Only the lines running from the line with "For the wildlife monitoring study, find the squirrel's eye" to the end of the records below belong in the answer, each copied exactly.

Stored items:
◆ ◆ ◆ ◆ ◆

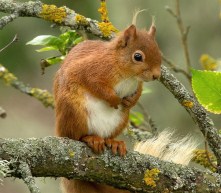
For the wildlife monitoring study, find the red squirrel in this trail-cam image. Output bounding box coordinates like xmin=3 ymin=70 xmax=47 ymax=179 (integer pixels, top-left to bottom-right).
xmin=54 ymin=24 xmax=161 ymax=193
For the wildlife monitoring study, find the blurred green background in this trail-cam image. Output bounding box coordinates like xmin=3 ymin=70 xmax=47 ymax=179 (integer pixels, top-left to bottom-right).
xmin=1 ymin=0 xmax=221 ymax=193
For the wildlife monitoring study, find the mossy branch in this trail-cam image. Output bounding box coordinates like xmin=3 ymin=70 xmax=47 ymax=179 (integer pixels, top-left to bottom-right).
xmin=1 ymin=137 xmax=221 ymax=193
xmin=160 ymin=65 xmax=221 ymax=171
xmin=0 ymin=64 xmax=54 ymax=108
xmin=0 ymin=0 xmax=116 ymax=39
xmin=18 ymin=162 xmax=41 ymax=193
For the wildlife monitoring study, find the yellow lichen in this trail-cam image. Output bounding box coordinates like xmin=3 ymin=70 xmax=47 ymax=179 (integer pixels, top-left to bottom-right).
xmin=97 ymin=1 xmax=118 ymax=37
xmin=182 ymin=100 xmax=194 ymax=108
xmin=192 ymin=149 xmax=217 ymax=172
xmin=98 ymin=1 xmax=109 ymax=22
xmin=98 ymin=22 xmax=118 ymax=37
xmin=0 ymin=65 xmax=17 ymax=85
xmin=30 ymin=88 xmax=54 ymax=108
xmin=69 ymin=150 xmax=75 ymax=157
xmin=144 ymin=168 xmax=160 ymax=187
xmin=200 ymin=54 xmax=218 ymax=71
xmin=39 ymin=4 xmax=67 ymax=23
xmin=75 ymin=14 xmax=89 ymax=25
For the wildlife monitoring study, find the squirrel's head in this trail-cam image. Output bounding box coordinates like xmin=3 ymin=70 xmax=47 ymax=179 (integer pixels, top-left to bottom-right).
xmin=114 ymin=24 xmax=162 ymax=82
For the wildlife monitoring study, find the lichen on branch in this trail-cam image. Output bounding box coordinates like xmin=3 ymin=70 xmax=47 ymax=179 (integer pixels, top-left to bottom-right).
xmin=1 ymin=137 xmax=221 ymax=192
xmin=0 ymin=0 xmax=116 ymax=39
xmin=97 ymin=0 xmax=118 ymax=37
xmin=39 ymin=4 xmax=67 ymax=23
xmin=0 ymin=64 xmax=54 ymax=108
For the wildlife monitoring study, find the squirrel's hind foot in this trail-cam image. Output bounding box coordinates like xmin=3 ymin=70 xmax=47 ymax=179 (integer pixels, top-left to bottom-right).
xmin=81 ymin=135 xmax=105 ymax=154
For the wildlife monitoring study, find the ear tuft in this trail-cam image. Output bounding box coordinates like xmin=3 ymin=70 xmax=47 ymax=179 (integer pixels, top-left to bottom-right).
xmin=148 ymin=24 xmax=156 ymax=37
xmin=119 ymin=25 xmax=137 ymax=47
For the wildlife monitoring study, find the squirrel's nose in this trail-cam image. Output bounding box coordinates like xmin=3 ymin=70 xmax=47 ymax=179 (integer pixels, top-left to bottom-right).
xmin=152 ymin=71 xmax=161 ymax=80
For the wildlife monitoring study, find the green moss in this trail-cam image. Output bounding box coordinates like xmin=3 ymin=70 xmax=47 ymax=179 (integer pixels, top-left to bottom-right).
xmin=39 ymin=4 xmax=67 ymax=23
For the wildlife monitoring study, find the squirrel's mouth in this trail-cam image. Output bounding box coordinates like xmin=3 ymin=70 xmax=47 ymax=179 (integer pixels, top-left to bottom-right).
xmin=137 ymin=72 xmax=156 ymax=82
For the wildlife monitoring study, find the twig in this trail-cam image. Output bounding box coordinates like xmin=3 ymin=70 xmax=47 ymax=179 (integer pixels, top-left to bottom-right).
xmin=18 ymin=162 xmax=40 ymax=193
xmin=165 ymin=0 xmax=191 ymax=74
xmin=175 ymin=0 xmax=191 ymax=71
xmin=0 ymin=160 xmax=11 ymax=184
xmin=160 ymin=65 xmax=221 ymax=173
xmin=204 ymin=138 xmax=217 ymax=171
xmin=0 ymin=106 xmax=6 ymax=118
xmin=0 ymin=34 xmax=18 ymax=53
xmin=0 ymin=13 xmax=19 ymax=30
xmin=136 ymin=102 xmax=158 ymax=133
xmin=162 ymin=55 xmax=191 ymax=81
xmin=0 ymin=64 xmax=54 ymax=108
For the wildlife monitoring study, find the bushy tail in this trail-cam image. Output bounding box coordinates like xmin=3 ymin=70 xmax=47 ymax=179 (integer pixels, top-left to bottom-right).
xmin=134 ymin=130 xmax=198 ymax=165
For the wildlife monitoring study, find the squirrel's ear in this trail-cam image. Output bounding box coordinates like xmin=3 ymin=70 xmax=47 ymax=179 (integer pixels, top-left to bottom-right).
xmin=117 ymin=25 xmax=137 ymax=47
xmin=148 ymin=24 xmax=156 ymax=38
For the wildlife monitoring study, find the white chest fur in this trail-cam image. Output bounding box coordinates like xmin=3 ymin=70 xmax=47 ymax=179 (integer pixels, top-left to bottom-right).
xmin=85 ymin=78 xmax=138 ymax=138
xmin=114 ymin=78 xmax=138 ymax=98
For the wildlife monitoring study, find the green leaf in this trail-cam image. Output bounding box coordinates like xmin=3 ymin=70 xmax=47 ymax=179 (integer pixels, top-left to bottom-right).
xmin=73 ymin=37 xmax=83 ymax=45
xmin=192 ymin=69 xmax=221 ymax=114
xmin=26 ymin=35 xmax=62 ymax=47
xmin=45 ymin=56 xmax=65 ymax=65
xmin=129 ymin=111 xmax=144 ymax=126
xmin=36 ymin=46 xmax=59 ymax=52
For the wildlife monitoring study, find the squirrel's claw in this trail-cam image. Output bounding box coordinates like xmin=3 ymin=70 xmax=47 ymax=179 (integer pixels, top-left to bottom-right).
xmin=81 ymin=135 xmax=105 ymax=154
xmin=105 ymin=139 xmax=127 ymax=156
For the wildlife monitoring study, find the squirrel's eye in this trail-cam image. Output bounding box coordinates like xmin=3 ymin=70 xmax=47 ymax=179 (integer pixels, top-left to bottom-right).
xmin=134 ymin=53 xmax=143 ymax=62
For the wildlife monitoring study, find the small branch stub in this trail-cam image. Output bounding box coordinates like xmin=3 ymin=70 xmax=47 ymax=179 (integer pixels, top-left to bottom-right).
xmin=18 ymin=162 xmax=40 ymax=193
xmin=0 ymin=106 xmax=6 ymax=118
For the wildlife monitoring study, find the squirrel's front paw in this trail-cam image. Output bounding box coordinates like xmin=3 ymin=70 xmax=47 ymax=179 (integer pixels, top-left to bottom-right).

◆ ◆ ◆ ◆ ◆

**Expected answer**
For the wildlife monitoring study, find the squirrel's eye in this trail-cam image. Output bounding box coordinates like xmin=3 ymin=70 xmax=47 ymax=179 (integer pixels, top-left to bottom-right).
xmin=134 ymin=53 xmax=143 ymax=62
For the wildlife monitoring study, find the small branch stub in this trail-cam image. Output bounding box coordinates like xmin=3 ymin=70 xmax=47 ymax=179 (integer pixels, top-left to bottom-right).
xmin=18 ymin=162 xmax=40 ymax=193
xmin=0 ymin=106 xmax=6 ymax=118
For the wildlife monitoring study, find the squirrel's front paw in this trail-cam image. Output bounding box coordinates like xmin=3 ymin=70 xmax=47 ymax=179 (integer pixels, top-left to bottom-right).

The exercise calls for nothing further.